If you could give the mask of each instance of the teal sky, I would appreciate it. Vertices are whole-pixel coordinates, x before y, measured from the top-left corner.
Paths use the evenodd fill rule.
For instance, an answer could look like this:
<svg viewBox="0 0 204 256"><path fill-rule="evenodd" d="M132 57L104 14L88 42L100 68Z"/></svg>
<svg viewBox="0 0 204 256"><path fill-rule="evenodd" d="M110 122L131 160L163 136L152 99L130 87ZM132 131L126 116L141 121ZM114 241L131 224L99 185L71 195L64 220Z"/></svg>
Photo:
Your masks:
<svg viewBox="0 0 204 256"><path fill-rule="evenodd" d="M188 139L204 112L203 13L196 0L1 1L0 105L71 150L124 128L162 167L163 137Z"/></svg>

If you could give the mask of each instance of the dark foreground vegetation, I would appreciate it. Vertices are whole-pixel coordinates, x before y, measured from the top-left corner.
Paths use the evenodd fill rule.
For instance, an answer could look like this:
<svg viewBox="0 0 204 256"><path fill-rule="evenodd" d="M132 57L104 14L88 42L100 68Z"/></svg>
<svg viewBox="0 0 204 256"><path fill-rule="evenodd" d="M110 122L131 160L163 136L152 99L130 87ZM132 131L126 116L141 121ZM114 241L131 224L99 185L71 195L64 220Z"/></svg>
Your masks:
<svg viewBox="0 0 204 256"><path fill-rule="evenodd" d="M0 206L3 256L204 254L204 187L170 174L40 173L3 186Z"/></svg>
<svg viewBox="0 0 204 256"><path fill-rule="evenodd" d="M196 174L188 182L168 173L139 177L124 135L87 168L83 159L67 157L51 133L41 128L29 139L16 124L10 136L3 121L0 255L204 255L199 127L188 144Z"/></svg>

•••••

Task description →
From the records above, extract every entry verbatim.

Expected answer →
If you could give the mask of each instance of the teal sky, I would appreciate it. Vertices are whole-pixel coordinates, x before y, measured from the top-left corner.
Paths use the evenodd fill rule.
For instance, an answer could look like this:
<svg viewBox="0 0 204 256"><path fill-rule="evenodd" d="M132 57L104 14L88 42L100 68Z"/></svg>
<svg viewBox="0 0 204 256"><path fill-rule="evenodd" d="M110 122L131 160L163 136L152 99L130 87ZM132 131L126 116L141 121ZM114 241L131 224L99 185L71 195L64 220Z"/></svg>
Photo:
Your masks:
<svg viewBox="0 0 204 256"><path fill-rule="evenodd" d="M188 139L204 112L203 13L196 0L1 1L0 105L71 150L124 128L162 167L163 137Z"/></svg>

If you could give the mask of each instance of the dark foreground vegetation, I would appreciate it. Vertices are whole-pixel coordinates, x before y, measured from the top-left corner.
Paths use the evenodd fill rule.
For instance, an answer could look like this:
<svg viewBox="0 0 204 256"><path fill-rule="evenodd" d="M132 57L104 14L88 42L100 68Z"/></svg>
<svg viewBox="0 0 204 256"><path fill-rule="evenodd" d="M110 122L131 160L163 136L152 99L130 87ZM132 131L126 116L141 121ZM114 241L131 224L99 185L71 195L64 220Z"/></svg>
Your masks:
<svg viewBox="0 0 204 256"><path fill-rule="evenodd" d="M0 206L3 256L204 254L204 187L170 174L40 173L3 186Z"/></svg>
<svg viewBox="0 0 204 256"><path fill-rule="evenodd" d="M196 174L188 182L168 173L139 177L124 135L87 168L83 159L67 157L51 133L41 128L29 139L16 124L10 136L3 121L0 255L204 255L199 127L188 144Z"/></svg>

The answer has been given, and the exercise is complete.